- To do
Extract every line of the records below that contains the string "cloud". Matching is case-sensitive.

Contour labeling items:
- - - - - - -

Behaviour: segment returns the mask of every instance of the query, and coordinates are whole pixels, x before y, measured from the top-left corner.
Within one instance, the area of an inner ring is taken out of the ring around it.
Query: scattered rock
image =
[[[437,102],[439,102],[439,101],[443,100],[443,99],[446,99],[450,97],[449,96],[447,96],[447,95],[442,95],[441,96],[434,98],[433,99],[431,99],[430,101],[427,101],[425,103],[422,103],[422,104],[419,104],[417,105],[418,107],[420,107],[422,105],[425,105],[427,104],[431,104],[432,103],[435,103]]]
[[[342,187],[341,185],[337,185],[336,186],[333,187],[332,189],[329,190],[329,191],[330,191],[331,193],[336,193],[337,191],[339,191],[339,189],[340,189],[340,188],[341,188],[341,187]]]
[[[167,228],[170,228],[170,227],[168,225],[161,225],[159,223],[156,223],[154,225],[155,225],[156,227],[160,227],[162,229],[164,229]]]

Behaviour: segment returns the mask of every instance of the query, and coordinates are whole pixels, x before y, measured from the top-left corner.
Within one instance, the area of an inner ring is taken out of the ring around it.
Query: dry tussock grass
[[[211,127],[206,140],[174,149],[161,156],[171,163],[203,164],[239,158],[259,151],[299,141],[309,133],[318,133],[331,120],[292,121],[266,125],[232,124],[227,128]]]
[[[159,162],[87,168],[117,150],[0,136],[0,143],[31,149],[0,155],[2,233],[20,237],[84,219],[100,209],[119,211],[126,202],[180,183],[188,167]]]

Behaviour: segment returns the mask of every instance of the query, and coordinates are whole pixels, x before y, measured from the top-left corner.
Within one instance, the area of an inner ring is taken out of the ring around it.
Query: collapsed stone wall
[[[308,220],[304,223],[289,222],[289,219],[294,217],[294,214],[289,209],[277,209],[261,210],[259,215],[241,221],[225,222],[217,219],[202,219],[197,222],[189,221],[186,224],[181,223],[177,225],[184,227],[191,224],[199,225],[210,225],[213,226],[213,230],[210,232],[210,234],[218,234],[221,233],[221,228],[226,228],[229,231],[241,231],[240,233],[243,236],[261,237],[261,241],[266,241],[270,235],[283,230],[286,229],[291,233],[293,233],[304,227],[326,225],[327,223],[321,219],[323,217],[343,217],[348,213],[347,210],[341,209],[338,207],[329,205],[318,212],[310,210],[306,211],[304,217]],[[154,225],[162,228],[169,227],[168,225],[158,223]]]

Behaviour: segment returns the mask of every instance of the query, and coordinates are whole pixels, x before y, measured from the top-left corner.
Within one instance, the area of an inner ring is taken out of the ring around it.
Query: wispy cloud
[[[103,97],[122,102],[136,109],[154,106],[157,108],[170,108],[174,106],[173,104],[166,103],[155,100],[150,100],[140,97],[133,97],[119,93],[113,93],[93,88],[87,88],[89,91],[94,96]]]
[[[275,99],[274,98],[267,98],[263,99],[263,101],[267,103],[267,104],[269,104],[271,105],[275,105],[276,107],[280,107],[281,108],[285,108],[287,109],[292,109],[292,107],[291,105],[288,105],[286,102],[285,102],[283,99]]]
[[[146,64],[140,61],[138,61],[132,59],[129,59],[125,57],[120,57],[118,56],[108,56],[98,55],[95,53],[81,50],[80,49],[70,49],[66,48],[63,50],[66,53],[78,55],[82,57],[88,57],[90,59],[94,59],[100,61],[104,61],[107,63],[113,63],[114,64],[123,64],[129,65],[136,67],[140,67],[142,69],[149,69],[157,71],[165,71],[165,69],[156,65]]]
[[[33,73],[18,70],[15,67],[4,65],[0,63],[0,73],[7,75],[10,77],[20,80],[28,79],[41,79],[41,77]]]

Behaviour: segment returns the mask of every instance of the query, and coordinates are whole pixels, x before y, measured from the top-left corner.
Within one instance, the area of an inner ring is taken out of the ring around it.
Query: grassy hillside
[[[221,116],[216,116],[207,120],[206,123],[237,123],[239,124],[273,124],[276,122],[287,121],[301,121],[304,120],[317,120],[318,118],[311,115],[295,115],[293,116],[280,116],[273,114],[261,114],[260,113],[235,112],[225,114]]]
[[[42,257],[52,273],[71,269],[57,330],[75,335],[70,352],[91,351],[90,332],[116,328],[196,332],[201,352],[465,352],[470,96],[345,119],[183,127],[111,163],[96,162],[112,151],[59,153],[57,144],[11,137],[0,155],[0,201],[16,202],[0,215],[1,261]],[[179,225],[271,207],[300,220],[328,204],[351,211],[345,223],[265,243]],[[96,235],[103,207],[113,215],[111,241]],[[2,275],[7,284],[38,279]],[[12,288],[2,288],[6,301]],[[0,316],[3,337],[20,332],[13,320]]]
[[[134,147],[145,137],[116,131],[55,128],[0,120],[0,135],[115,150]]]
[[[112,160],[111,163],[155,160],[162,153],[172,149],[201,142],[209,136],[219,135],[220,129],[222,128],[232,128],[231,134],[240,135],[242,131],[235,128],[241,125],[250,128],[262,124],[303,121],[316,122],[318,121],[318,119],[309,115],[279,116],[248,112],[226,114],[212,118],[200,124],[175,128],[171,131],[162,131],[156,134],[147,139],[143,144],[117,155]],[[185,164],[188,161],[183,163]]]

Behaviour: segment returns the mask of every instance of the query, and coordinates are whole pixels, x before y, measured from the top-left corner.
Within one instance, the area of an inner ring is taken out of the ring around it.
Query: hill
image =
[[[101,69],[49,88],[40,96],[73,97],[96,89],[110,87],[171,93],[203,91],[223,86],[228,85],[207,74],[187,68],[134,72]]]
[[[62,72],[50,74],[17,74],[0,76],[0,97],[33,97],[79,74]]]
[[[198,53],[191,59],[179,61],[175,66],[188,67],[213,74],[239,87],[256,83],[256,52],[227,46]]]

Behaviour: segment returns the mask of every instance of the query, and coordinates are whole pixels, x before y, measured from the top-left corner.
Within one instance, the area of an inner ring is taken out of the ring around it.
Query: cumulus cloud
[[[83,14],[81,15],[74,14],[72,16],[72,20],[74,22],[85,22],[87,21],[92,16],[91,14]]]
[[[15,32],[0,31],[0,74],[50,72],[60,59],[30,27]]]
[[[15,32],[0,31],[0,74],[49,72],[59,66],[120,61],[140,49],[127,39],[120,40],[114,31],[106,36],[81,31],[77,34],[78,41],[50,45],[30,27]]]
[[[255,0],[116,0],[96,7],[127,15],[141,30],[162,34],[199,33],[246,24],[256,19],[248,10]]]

- - - - - - -

- Solution for this task
Query: wispy cloud
Query: cumulus cloud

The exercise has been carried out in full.